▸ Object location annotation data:
--- BEGIN ---
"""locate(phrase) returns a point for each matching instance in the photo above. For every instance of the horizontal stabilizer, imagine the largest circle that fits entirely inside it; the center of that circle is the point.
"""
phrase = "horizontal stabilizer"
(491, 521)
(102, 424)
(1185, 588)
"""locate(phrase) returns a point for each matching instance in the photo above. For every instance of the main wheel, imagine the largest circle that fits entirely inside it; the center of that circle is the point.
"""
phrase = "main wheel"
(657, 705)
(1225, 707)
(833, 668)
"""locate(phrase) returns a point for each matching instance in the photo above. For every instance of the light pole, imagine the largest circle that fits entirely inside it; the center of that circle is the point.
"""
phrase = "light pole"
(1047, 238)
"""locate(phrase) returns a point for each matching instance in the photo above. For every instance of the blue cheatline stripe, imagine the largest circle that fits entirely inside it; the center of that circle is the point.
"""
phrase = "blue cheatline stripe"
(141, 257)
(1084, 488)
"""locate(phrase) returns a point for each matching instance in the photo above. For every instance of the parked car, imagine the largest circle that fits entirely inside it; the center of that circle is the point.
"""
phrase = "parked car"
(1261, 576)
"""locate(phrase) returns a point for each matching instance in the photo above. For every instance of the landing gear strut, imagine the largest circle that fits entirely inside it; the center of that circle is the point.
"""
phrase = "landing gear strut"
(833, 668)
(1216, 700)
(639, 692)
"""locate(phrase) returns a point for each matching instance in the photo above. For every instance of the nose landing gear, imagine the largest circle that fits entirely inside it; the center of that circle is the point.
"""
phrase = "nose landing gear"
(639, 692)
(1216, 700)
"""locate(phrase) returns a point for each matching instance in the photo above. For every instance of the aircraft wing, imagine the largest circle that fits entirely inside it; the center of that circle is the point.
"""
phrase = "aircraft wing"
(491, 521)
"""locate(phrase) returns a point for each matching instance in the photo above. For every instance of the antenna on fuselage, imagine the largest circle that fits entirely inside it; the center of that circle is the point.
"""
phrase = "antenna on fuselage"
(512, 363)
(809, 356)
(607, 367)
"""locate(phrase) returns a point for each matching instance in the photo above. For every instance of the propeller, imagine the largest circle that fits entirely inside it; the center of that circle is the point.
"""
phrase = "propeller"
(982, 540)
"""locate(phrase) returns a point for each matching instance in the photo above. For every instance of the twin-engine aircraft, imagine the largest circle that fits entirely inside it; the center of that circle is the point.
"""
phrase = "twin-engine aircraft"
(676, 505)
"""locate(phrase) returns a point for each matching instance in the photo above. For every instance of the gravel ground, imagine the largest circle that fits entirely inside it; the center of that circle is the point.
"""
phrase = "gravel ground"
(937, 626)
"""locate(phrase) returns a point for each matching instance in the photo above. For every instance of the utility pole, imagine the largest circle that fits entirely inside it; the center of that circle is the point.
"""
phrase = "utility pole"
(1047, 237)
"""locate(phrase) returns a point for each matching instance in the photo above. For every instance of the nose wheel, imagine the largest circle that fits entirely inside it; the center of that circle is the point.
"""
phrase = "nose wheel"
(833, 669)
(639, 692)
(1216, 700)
--- END ---
▸ Set exercise: Transcribe only the trailing portion of the entries above: the line that contains "the nose landing" and each line after it.

▸ Output for this task:
"""locate(phrase) returns a point for each matching instance in the photo above. For every instance of the nose landing gear, imagine the largest circle that fits entirely inside it; the center of that circle is the point.
"""
phrase = "nose landing gear"
(639, 692)
(1216, 700)
"""locate(phrase) returns a point for each matching instance in the photo above. For every instance of the aircraft wing, imagine the largest circle that fits entirely inside it; the center of that circle is the point.
"""
phrase = "aircraft wing"
(491, 521)
"""locate(phrase) returns a point for each matching instance in the photo above. For every instance of the antenna on fuselage, imagine the largest circle that fits entirely inside it; the center of that circle is the point.
"""
phrase = "antenna on fuselage"
(512, 363)
(809, 356)
(607, 367)
"""locate(phrase) returns a point for each matching instance in the photo above. For every instance of the propeller, imagine the largest circle that fits entirely inside it; the center of that circle is the point.
"""
phrase = "propeller"
(982, 540)
"""locate(phrase) returns a point for each matching instance in the photo above. For every instance of the twin-engine aircraft, imagine the largest circle that fits entirely inside it; the center of that circle is the point.
"""
phrase = "twin-engine aircraft"
(676, 505)
"""locate(phrase) returns a point for each matching instance in the photo above. For every instance of the gravel ground, imagine the largest circle that fits entirely inside it; the center of that circle is the point.
"""
phrase = "gravel ground"
(937, 626)
"""locate(phrase) returns a point for each matching instance in the photo above. For every instance of the utility pole, imagine the largest circle that fits entirely inside it; the center of that circle is the point.
"""
phrase = "utility pole"
(1047, 237)
"""locate(phrase) returns a point for each matching instance in the photo above. For every instance of the nose wheel, imagine the largest circle that fits entirely inside it; the center of that circle is the point.
"""
phrase = "nose wheel"
(833, 669)
(639, 692)
(1216, 700)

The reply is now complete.